_Task details:_ Tally the lines in the records that contain the string "target" with matching case, and reply with the number alone.

Records excerpted from a collection
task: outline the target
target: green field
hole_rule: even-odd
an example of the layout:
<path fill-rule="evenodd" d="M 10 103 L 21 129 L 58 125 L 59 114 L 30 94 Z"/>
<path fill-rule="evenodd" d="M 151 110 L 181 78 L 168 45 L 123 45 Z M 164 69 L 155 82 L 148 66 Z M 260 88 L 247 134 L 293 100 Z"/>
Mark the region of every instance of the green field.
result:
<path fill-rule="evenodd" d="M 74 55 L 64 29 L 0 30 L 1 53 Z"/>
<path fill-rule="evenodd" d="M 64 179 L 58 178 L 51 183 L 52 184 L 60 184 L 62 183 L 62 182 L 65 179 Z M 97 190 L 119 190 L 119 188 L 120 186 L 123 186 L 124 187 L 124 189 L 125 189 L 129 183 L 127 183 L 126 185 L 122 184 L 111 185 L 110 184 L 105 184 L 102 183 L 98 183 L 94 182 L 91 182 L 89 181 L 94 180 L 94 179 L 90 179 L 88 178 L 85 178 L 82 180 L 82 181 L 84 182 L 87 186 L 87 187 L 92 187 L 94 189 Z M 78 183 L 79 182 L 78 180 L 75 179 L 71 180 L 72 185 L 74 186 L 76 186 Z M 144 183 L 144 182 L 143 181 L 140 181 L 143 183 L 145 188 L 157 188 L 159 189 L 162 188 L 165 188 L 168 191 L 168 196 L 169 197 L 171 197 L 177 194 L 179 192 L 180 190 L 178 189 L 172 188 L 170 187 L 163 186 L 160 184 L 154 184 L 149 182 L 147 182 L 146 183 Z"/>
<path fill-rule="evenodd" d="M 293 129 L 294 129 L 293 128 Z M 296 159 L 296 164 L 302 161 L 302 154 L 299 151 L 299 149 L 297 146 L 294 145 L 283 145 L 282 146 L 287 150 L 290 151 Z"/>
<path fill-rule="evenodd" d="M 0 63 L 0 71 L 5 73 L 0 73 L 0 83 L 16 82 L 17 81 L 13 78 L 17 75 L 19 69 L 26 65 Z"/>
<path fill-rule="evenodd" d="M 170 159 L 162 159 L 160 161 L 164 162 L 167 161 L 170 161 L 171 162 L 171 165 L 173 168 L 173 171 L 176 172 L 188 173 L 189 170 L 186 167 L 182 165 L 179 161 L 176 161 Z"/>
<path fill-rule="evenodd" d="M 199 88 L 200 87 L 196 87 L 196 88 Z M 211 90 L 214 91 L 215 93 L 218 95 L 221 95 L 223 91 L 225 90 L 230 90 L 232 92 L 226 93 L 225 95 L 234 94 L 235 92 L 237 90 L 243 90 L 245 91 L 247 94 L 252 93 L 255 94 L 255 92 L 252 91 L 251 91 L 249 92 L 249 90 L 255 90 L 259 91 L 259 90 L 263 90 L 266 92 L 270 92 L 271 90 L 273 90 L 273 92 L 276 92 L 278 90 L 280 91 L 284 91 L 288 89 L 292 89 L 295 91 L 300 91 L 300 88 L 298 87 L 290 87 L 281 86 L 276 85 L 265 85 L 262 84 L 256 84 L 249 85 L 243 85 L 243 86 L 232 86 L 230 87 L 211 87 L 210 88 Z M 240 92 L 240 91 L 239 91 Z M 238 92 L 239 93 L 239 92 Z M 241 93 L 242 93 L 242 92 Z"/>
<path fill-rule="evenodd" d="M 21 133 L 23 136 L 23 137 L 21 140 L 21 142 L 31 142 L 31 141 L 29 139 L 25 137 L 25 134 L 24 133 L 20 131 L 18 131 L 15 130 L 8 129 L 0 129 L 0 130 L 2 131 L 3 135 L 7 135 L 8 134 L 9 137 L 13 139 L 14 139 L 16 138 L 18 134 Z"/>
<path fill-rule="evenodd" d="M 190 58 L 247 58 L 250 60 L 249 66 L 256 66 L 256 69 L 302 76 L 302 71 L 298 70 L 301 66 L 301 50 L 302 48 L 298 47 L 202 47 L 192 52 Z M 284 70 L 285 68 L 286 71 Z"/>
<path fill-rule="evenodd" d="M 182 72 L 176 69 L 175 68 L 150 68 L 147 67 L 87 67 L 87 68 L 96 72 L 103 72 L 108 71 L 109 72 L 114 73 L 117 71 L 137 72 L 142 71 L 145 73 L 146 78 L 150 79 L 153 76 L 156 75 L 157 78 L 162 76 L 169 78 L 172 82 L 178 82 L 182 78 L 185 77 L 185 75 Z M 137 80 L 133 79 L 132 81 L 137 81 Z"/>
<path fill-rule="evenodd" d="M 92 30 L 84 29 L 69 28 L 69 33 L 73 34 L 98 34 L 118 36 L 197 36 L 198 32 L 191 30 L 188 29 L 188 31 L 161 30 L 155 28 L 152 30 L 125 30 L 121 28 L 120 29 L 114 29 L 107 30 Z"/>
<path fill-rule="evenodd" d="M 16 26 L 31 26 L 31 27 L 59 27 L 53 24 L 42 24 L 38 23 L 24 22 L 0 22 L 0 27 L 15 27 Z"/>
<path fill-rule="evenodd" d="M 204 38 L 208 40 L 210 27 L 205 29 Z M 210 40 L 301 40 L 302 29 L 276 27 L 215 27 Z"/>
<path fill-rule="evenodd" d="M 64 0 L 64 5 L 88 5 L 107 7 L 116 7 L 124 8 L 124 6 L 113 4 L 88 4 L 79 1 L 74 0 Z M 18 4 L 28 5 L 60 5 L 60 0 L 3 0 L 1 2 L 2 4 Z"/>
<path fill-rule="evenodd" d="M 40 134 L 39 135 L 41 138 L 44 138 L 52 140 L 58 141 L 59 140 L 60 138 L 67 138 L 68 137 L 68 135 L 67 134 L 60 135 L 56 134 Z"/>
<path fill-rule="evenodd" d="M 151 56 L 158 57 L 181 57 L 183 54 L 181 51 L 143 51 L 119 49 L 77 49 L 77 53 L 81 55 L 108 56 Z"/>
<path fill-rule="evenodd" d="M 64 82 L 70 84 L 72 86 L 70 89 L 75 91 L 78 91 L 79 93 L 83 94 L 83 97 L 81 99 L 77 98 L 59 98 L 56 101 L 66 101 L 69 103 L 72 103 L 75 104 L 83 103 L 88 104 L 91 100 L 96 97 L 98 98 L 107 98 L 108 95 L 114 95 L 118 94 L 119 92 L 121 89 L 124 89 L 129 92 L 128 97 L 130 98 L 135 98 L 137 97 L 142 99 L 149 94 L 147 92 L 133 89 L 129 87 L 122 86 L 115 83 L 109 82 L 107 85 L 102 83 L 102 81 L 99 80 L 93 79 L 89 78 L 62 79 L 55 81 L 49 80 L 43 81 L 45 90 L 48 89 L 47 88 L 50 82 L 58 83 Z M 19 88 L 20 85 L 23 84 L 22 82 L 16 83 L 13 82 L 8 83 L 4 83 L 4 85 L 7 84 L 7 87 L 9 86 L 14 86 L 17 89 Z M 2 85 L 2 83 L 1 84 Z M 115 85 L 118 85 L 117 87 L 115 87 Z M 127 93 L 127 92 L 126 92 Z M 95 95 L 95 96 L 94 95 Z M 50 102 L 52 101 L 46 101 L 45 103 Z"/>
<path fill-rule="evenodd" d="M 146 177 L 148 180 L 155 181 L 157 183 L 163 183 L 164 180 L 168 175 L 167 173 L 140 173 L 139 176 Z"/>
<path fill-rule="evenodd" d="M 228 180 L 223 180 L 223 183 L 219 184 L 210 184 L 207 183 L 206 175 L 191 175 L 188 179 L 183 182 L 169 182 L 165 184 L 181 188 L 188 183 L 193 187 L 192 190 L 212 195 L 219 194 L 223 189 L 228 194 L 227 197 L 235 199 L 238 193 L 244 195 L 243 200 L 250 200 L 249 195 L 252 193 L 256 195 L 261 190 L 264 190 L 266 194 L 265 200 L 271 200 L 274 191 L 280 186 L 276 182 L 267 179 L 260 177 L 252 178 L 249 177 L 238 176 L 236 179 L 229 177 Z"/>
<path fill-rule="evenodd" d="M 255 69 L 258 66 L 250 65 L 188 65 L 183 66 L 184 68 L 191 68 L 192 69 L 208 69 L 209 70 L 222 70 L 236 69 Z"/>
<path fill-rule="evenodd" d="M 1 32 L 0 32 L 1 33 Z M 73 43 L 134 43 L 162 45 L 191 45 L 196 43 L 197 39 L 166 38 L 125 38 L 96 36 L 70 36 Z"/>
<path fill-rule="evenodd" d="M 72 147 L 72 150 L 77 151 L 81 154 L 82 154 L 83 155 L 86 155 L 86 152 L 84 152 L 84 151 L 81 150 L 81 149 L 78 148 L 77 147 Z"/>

_Exercise output:_ 2